— BEGIN Supplied text —
Friday, November 13, 2020

Fall Leaves… Fall Fish

 

 

         The darned leaves in the water makes it tough to fish a river in the fall. I should remember that! But I have a hard time learning things due to a deficiency which comes from being hit on the head so often over the years by falling limbs and lightning bolts resulting from high winds and thunderstorms.  But I keep trying! Last week, with temperatures up in the seventies I tried again, up my favorite river on a calm day with no storms in sight.

 

         I kept reeling back leaves and no fish.  BUT… I found a spot below a shoal where there were   hundreds of fish congregated.  With that, my plans changed.  To heck with those leaf-catching lures sporting treble hooks, I quickly found a small spinner with a white plastic grub on a single hook.  That is a lure I have used in a pinch which will catch every kind of fish you could imagine; all three species of bass crappie, walleye, drum, and white bass on many occasions. It is a super lure to use for white bass, which is what I found by the jillions in that eddy where the swift water of the shoal swirled and slowed.
— END Supplied text —
§ What is being asked: Reproduce the fishing post word for word, starting at "Fall Leaves… Fall" and ending at "storms in sight.". The material that comes next stands apart from the fishing post.
— BEGIN Raw data —
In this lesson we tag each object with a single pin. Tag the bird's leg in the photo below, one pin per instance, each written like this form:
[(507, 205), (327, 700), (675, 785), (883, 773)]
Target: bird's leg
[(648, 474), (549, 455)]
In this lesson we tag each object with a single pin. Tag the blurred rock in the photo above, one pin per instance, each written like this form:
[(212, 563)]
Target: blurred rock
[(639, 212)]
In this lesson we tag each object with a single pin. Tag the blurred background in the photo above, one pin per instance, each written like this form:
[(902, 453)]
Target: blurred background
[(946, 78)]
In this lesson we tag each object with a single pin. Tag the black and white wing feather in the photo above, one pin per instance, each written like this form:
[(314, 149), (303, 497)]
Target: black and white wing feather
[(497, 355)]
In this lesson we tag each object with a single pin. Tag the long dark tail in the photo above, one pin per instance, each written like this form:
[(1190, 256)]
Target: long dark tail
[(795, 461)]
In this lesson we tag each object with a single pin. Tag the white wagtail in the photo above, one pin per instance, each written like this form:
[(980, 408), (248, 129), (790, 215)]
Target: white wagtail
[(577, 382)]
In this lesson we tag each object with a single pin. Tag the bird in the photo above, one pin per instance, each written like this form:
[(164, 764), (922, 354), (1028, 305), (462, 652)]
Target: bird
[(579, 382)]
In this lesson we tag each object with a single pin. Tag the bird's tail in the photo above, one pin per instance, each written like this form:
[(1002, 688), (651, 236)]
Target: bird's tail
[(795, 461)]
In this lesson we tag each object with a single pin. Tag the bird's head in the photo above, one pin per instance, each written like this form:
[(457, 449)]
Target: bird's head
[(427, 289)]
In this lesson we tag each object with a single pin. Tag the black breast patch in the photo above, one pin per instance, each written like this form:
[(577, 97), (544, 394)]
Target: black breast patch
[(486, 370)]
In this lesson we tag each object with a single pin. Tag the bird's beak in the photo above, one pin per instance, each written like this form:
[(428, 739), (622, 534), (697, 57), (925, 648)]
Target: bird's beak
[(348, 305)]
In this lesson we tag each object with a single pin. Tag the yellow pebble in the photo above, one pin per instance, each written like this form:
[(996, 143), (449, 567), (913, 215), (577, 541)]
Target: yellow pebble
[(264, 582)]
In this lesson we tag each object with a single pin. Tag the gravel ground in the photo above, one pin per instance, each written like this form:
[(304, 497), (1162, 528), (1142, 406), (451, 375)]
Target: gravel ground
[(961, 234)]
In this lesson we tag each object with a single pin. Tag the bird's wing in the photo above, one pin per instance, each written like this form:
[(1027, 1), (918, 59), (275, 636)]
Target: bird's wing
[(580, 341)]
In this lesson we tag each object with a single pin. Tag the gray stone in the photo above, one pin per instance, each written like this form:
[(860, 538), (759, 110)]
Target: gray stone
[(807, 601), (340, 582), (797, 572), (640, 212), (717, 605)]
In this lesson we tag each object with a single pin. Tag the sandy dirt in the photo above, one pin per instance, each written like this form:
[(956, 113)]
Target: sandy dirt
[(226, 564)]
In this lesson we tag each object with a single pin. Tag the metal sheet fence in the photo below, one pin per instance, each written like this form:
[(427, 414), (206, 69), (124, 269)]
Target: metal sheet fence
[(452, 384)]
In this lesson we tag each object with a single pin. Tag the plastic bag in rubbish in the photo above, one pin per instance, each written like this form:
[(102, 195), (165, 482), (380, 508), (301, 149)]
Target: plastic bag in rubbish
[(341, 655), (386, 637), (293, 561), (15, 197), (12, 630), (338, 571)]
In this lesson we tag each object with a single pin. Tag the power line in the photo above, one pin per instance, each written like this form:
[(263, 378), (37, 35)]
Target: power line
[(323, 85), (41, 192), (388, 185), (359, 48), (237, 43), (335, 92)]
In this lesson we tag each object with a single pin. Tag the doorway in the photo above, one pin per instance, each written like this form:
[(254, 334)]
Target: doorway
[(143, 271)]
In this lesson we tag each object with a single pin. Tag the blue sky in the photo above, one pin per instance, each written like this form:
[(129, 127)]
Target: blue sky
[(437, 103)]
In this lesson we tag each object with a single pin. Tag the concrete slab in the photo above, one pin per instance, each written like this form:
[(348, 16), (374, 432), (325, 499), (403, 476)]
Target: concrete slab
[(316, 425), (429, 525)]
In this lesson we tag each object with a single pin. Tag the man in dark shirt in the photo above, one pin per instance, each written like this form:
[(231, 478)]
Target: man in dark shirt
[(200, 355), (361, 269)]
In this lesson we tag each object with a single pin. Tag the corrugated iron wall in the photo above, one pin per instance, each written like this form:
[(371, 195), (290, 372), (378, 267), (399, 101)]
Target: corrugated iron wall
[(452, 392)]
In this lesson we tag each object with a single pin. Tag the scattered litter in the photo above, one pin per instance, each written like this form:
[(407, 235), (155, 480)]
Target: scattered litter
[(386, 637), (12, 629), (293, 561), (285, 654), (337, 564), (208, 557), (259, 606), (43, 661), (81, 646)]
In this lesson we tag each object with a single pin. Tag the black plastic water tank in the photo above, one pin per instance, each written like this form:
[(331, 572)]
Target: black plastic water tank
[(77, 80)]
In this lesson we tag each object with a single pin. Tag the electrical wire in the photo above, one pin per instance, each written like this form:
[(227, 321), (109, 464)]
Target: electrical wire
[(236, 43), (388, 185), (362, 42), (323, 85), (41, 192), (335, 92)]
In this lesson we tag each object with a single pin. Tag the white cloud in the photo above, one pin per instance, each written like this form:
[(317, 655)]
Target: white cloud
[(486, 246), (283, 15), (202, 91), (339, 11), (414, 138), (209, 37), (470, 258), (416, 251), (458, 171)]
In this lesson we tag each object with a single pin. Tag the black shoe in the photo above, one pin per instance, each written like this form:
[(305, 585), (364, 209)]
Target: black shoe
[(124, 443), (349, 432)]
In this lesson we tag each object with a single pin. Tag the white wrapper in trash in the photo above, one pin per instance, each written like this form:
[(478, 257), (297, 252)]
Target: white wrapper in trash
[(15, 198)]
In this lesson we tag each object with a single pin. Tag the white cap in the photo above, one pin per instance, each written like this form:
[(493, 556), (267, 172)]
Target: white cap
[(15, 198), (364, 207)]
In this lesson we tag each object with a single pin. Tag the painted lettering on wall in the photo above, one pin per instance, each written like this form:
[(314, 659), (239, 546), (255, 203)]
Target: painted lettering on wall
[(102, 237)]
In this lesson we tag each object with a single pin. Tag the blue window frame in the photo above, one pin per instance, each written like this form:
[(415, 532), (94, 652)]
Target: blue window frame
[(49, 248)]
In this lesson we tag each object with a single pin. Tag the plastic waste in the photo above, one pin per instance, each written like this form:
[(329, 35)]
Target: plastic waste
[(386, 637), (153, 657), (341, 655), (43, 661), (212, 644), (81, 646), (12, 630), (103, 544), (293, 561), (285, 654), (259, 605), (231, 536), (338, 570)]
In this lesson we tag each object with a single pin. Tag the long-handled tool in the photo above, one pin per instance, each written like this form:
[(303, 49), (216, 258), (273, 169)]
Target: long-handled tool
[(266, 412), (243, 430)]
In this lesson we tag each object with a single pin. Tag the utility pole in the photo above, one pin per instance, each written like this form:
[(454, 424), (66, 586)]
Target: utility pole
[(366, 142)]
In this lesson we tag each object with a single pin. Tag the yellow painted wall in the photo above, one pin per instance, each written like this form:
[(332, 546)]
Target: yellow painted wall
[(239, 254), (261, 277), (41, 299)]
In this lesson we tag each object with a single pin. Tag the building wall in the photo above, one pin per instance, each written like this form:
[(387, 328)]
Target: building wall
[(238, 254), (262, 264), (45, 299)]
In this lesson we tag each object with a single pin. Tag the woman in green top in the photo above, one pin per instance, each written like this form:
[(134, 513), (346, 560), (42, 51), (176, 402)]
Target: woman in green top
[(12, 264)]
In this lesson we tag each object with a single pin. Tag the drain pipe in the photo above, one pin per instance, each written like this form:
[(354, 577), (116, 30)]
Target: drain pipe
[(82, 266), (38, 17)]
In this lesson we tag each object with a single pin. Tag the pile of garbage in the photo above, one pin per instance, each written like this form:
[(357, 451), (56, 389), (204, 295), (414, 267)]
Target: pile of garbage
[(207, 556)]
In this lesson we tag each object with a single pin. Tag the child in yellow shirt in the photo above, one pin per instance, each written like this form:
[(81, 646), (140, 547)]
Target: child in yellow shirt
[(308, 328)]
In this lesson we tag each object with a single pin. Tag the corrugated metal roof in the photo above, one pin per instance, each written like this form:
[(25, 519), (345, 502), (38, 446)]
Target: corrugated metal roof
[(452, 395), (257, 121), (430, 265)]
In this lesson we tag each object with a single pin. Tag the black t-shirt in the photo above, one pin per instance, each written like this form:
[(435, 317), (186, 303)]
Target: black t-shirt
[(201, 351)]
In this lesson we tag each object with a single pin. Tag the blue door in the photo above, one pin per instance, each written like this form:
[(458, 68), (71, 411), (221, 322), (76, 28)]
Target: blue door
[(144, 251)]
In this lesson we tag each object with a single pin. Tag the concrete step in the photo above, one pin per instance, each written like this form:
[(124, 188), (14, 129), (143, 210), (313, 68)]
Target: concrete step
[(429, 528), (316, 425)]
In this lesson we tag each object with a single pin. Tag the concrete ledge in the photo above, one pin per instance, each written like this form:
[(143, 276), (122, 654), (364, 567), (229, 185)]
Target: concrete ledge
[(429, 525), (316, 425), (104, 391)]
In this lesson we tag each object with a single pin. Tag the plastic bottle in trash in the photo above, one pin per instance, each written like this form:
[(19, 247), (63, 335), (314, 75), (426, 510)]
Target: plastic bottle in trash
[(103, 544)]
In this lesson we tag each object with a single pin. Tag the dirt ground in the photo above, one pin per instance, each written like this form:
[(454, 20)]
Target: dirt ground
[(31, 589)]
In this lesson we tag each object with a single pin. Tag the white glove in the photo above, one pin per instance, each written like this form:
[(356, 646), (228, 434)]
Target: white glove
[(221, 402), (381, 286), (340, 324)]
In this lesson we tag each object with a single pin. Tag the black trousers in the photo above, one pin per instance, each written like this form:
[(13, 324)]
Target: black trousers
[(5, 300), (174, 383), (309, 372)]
— END Raw data —
§ Answer:
Fall Leaves… Fall Fish

 

 

         The darned leaves in the water makes it tough to fish a river in the fall. I should remember that! But I have a hard time learning things due to a deficiency which comes from being hit on the head so often over the years by falling limbs and lightning bolts resulting from high winds and thunderstorms.  But I keep trying! Last week, with temperatures up in the seventies I tried again, up my favorite river on a calm day with no storms in sight.